Quote the lines below word for word, from the line with "Is there any porch canopy" to the line with "left=203, top=129, right=424, bottom=208".

* Start Dataset *

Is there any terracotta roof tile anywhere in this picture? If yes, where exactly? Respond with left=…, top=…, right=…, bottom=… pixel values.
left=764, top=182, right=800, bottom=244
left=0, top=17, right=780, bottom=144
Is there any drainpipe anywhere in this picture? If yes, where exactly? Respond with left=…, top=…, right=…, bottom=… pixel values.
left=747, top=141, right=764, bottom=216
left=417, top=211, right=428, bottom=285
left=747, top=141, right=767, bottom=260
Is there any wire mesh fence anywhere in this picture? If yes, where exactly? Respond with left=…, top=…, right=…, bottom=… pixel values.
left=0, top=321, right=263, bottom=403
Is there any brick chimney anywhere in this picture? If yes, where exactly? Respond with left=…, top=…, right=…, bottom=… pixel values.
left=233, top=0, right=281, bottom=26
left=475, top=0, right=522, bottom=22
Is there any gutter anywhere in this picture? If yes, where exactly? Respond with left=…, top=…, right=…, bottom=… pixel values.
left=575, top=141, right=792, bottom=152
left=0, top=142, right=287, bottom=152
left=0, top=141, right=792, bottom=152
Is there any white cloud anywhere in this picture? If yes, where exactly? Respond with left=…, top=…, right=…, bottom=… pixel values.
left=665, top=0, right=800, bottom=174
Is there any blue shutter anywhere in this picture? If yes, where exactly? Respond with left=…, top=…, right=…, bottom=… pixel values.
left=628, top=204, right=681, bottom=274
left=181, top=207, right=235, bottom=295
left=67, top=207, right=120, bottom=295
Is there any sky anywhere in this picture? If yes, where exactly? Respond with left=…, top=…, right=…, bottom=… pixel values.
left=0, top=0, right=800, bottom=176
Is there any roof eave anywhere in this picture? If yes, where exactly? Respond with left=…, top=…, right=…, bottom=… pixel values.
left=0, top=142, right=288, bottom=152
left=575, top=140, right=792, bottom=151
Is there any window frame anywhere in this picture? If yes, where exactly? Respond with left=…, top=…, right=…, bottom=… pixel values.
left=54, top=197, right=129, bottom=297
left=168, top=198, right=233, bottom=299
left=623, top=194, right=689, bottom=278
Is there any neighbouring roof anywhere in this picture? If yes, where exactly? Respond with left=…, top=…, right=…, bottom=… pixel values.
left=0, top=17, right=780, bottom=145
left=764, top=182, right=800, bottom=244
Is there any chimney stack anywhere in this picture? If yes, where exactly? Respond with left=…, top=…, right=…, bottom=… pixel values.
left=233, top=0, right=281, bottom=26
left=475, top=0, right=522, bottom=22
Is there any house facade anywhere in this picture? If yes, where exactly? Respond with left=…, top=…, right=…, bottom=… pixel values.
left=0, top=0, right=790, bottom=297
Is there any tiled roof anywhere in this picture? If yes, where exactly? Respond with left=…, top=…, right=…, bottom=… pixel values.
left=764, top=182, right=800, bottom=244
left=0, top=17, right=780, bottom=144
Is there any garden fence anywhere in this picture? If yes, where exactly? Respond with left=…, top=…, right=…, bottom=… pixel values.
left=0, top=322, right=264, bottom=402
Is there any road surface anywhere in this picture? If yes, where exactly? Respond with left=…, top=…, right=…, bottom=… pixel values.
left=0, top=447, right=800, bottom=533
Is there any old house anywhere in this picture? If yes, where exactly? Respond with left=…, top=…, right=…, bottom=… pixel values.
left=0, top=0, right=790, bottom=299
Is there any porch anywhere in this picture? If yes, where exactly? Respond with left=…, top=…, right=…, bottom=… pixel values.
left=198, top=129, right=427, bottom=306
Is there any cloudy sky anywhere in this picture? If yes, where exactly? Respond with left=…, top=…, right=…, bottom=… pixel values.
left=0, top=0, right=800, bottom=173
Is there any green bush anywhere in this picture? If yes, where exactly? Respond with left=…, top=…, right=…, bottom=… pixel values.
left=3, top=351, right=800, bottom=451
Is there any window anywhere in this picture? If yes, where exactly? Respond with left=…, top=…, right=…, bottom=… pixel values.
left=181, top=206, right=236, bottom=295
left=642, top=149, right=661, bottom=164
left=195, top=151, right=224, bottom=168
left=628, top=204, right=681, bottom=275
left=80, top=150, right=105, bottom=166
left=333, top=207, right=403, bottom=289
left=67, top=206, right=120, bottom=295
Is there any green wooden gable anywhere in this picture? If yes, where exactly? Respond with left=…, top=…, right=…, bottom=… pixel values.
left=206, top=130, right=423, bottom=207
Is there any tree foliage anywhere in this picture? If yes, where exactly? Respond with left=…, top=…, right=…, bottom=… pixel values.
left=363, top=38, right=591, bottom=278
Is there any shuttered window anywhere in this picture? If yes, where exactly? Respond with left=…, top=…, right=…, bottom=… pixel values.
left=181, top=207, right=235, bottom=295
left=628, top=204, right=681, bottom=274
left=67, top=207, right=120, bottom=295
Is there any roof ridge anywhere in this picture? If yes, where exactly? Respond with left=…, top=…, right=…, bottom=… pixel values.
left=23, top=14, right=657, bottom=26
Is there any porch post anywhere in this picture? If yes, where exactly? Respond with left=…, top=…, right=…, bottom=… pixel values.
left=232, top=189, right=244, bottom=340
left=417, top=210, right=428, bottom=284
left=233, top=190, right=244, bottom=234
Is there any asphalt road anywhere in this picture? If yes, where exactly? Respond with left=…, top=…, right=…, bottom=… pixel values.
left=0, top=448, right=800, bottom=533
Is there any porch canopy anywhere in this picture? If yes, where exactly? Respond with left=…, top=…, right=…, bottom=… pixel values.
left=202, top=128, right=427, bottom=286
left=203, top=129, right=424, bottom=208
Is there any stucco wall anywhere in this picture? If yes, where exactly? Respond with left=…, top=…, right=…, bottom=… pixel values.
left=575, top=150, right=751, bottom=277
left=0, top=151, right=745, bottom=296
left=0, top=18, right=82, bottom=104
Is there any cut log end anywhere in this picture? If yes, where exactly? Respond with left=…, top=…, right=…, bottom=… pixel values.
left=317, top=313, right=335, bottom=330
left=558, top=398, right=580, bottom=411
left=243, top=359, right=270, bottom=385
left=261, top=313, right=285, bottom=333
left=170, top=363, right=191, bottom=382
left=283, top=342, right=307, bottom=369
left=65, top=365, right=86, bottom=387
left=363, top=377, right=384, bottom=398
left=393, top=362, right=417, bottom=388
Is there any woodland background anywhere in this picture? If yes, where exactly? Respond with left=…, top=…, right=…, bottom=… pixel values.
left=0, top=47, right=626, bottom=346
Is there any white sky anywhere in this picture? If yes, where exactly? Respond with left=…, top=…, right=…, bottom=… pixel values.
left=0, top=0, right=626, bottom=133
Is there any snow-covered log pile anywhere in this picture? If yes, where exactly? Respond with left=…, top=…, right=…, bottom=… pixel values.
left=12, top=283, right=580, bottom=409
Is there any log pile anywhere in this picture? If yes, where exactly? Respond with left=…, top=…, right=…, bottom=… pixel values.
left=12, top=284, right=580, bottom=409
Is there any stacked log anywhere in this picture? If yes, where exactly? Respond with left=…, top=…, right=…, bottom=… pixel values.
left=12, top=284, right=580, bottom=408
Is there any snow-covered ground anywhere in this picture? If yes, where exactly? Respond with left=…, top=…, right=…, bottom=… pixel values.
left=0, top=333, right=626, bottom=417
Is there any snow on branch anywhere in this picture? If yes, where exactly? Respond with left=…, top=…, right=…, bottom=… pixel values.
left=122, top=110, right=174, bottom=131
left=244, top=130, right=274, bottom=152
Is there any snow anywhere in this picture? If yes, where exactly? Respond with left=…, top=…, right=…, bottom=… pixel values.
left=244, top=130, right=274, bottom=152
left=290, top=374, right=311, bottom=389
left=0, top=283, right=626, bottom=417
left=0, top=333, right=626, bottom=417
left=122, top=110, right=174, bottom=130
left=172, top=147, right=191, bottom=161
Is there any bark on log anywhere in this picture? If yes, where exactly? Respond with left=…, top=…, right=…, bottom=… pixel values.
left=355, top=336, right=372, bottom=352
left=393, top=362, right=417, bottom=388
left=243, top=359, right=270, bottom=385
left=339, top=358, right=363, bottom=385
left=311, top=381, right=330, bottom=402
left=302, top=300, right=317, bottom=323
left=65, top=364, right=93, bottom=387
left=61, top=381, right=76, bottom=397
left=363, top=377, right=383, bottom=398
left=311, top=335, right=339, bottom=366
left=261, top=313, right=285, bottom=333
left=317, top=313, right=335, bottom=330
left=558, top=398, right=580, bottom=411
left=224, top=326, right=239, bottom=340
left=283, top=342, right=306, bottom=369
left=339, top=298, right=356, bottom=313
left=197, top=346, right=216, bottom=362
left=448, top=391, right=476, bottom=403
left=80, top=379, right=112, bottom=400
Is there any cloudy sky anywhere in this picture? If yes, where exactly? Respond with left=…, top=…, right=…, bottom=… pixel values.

* End Dataset *

Task answer:
Is there any porch canopy anywhere in this picture? If yes, where exactly? Respond with left=…, top=…, right=…, bottom=… pixel values.
left=202, top=128, right=427, bottom=286
left=203, top=129, right=424, bottom=208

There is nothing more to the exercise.